* **Challenge**
Copy out the records below word for word.

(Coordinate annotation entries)
◆ ◆ ◆ ◆
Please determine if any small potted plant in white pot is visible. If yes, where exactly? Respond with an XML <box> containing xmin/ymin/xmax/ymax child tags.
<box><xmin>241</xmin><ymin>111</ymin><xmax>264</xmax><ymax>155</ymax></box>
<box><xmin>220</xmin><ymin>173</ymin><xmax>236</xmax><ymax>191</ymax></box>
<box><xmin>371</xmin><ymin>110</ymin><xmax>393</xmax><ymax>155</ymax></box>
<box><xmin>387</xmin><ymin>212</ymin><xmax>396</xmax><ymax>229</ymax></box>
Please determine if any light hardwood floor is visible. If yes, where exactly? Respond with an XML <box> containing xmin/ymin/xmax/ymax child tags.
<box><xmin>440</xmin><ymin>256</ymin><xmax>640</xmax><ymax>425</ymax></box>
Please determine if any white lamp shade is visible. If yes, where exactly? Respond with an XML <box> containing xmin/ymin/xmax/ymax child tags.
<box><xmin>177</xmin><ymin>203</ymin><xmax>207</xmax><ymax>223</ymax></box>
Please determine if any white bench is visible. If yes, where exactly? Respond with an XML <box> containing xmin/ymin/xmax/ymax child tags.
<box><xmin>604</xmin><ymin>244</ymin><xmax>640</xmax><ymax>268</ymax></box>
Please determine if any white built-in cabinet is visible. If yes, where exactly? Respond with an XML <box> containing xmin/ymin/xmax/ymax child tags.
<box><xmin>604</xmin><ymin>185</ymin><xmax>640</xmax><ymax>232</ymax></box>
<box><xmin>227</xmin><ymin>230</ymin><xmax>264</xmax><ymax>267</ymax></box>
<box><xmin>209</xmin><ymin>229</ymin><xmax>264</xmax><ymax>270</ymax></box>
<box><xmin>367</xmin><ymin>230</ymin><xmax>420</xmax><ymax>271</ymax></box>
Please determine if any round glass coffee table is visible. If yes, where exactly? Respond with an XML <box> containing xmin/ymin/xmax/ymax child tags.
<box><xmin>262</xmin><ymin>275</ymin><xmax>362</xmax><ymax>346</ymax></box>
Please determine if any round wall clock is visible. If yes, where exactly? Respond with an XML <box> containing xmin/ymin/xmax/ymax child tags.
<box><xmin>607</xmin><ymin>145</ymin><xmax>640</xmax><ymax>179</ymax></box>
◆ ◆ ◆ ◆
* **Result**
Please determine if any small potted plant in white pot is visible. If yes, where exactly? Respond with an XML <box> containing xmin/ymin/xmax/ymax child tags.
<box><xmin>241</xmin><ymin>111</ymin><xmax>264</xmax><ymax>155</ymax></box>
<box><xmin>220</xmin><ymin>173</ymin><xmax>236</xmax><ymax>191</ymax></box>
<box><xmin>371</xmin><ymin>110</ymin><xmax>393</xmax><ymax>155</ymax></box>
<box><xmin>387</xmin><ymin>212</ymin><xmax>396</xmax><ymax>229</ymax></box>
Please determine if any light hardwood floor is visible. If yes, where exactly? Respond with an XML <box> containing xmin/ymin/xmax/ymax child tags.
<box><xmin>440</xmin><ymin>256</ymin><xmax>640</xmax><ymax>425</ymax></box>
Please determine if any white lamp shade is visible. If yes, where exactly? Respond with an XML <box> containing xmin/ymin/xmax/ymax child tags.
<box><xmin>177</xmin><ymin>203</ymin><xmax>207</xmax><ymax>223</ymax></box>
Please determine if any white bench is visible. If yes, where exactly? Respond with an XML <box> containing xmin/ymin/xmax/ymax child tags.
<box><xmin>604</xmin><ymin>244</ymin><xmax>640</xmax><ymax>268</ymax></box>
Please determine if any white built-in cabinet is visible. If yes, where exactly? Respond with an XML <box> containing xmin/ymin/xmax/ymax child tags.
<box><xmin>604</xmin><ymin>185</ymin><xmax>640</xmax><ymax>232</ymax></box>
<box><xmin>227</xmin><ymin>230</ymin><xmax>264</xmax><ymax>267</ymax></box>
<box><xmin>209</xmin><ymin>229</ymin><xmax>264</xmax><ymax>270</ymax></box>
<box><xmin>367</xmin><ymin>230</ymin><xmax>420</xmax><ymax>271</ymax></box>
Please determine if any round glass coffee table is visible. If yes, where exactly? Respond with an XML <box> containing xmin/ymin/xmax/ymax child tags.
<box><xmin>262</xmin><ymin>275</ymin><xmax>362</xmax><ymax>346</ymax></box>
Please determine if any round wall clock is visible. If yes, where exactly? Respond with an XML <box> containing xmin/ymin/xmax/ymax child tags.
<box><xmin>607</xmin><ymin>145</ymin><xmax>640</xmax><ymax>179</ymax></box>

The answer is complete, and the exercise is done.